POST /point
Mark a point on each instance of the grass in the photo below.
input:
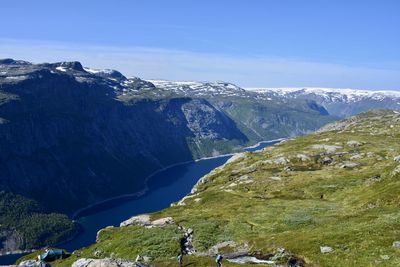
(300, 209)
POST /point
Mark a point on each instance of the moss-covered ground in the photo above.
(338, 188)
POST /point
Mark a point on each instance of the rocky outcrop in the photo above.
(109, 262)
(145, 220)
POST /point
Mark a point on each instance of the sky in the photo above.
(253, 43)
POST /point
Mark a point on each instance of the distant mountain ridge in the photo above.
(338, 102)
(71, 136)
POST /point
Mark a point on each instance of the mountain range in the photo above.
(71, 136)
(325, 199)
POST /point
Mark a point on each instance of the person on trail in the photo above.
(218, 260)
(179, 258)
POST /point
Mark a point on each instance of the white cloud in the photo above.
(153, 63)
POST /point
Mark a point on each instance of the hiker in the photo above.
(218, 260)
(180, 258)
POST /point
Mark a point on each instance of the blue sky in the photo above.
(269, 43)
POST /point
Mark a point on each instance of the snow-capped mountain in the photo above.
(190, 88)
(338, 102)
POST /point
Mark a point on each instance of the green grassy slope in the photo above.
◆ ◆ ◆ ◆
**WHAT THIS TASK INVOLVES**: Swap "Mark a point" for "Place a dot" everywhere it occurs in the records above, and write out all the lines again with nothing else changed. Omit the pictures.

**RESPONSE**:
POST /point
Place a dot on each instance of the grass in the photo below.
input:
(300, 209)
POST /point
Place a dot on each instance of the moss-covered ground in the photo above.
(338, 188)
POST /point
Place a dot on each instance of the rocky outcrop in the photo above.
(109, 262)
(145, 220)
POST /point
Place a dot on each instance of the sky in the photo above.
(253, 43)
POST /point
Place a dot on each instance of the distant mountain ridge in the photo above.
(338, 102)
(71, 136)
POST /point
Place a dot on each instance of the mountain range in the photo above.
(71, 136)
(325, 199)
POST /point
Place a dot on each instance of the person on trail in the photo above.
(218, 260)
(179, 258)
POST /point
Place a dot on each instance of the white cloud in the photo above.
(153, 63)
POST /point
Place a dot on each instance of the hiker in the photo above.
(218, 260)
(180, 258)
POST /point
Place a dot on each instance of the blue sky in the photo above.
(269, 43)
POST /point
Place a dot on each instance of the snow-capped mountain in the photo above.
(190, 88)
(338, 102)
POST /point
Place a dot on each instance of the green grassy slope in the photo above.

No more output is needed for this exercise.